Work instructions: Rewrite the rows below, putting "List" wherever "Enumerate" occurs and leaving everything else the same.

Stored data
⁂

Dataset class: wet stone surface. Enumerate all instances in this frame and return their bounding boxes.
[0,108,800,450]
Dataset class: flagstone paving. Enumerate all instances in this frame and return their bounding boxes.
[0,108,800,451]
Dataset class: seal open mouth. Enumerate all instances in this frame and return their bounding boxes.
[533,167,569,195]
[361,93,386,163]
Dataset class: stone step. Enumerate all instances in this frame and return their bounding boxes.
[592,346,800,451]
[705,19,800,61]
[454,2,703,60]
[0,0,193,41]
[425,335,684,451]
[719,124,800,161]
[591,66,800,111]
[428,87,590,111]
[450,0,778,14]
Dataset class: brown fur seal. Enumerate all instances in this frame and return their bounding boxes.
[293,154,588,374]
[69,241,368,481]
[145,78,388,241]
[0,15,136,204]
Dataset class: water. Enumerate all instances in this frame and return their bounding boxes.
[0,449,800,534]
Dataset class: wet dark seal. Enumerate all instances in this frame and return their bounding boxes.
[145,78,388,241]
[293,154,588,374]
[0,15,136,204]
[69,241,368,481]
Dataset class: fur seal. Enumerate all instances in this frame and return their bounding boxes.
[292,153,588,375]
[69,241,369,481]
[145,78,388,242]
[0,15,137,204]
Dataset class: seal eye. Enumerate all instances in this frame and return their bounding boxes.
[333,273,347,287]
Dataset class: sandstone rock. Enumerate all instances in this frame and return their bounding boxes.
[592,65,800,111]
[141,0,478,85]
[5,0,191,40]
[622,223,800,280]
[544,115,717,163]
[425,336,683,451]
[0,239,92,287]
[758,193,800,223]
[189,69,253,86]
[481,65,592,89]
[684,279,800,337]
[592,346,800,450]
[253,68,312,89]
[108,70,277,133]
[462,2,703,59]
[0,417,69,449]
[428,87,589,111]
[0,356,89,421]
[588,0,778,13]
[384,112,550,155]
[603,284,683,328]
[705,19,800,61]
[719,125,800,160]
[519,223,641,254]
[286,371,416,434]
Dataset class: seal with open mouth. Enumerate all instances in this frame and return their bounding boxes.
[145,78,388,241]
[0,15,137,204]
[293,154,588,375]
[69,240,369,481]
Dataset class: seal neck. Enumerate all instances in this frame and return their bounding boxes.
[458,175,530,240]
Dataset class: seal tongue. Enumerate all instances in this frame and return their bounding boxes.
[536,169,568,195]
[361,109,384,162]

⁂

Reply:
Dataset class: wet stone surface. List all instances in this frame and return their bounding boxes.
[0,108,800,450]
Dataset class: flagstone paving. List all instances in this frame and return their bounding boxes.
[0,108,800,451]
Dataset class: seal open mouth. List all instances in this frame and return their bounding boxes.
[533,167,569,195]
[361,93,386,163]
Dataset class: stone step. List all instances in this frame and return their bounding boxes.
[592,346,800,451]
[705,19,800,61]
[454,2,703,60]
[0,0,193,41]
[425,335,684,451]
[719,124,800,161]
[591,66,800,111]
[428,87,590,111]
[450,0,778,14]
Dataset class: brown fur seal. List all instances in this frame and return their bounding boxes.
[293,154,588,374]
[69,241,368,481]
[145,78,388,241]
[0,15,136,204]
Dataset class: water. List all instances in this frame and return their bounding boxes.
[0,449,800,534]
Dataset class: wet dark seal. List all instances in this frame and return their bounding boxes.
[145,78,388,241]
[293,154,588,374]
[0,15,136,204]
[69,241,368,481]
Dataset class: fur seal. List all instances in this frame and return their bounding boxes.
[292,153,588,375]
[69,241,369,481]
[145,78,388,242]
[0,15,137,204]
Dataset class: seal eye. List all instances in this frame and return their bounding boxes.
[333,273,347,287]
Dataset class: sandstone rock. List all instances in this frame and return their bounding boxes.
[592,65,800,111]
[141,0,478,85]
[5,0,191,40]
[622,223,800,280]
[544,115,717,163]
[425,336,683,451]
[0,239,92,287]
[758,193,800,223]
[189,69,253,86]
[481,65,592,89]
[684,279,800,337]
[592,346,800,450]
[253,68,312,89]
[108,70,277,133]
[462,2,703,59]
[0,417,69,449]
[428,87,589,111]
[0,356,89,421]
[588,0,778,13]
[384,112,550,155]
[603,284,683,328]
[705,19,800,61]
[719,125,800,160]
[519,223,641,254]
[286,371,416,434]
Dataset class: seal with open mouth. List all instances in this frame and return their bounding boxes.
[145,78,388,241]
[0,15,137,204]
[293,154,588,375]
[69,240,369,481]
Dataset class: seal neck. List all instances in this frame and return their bounding boxes.
[458,175,530,240]
Dataset class: seal tongue. List all instances in this frame and return their bounding boxes.
[536,169,568,195]
[361,109,384,162]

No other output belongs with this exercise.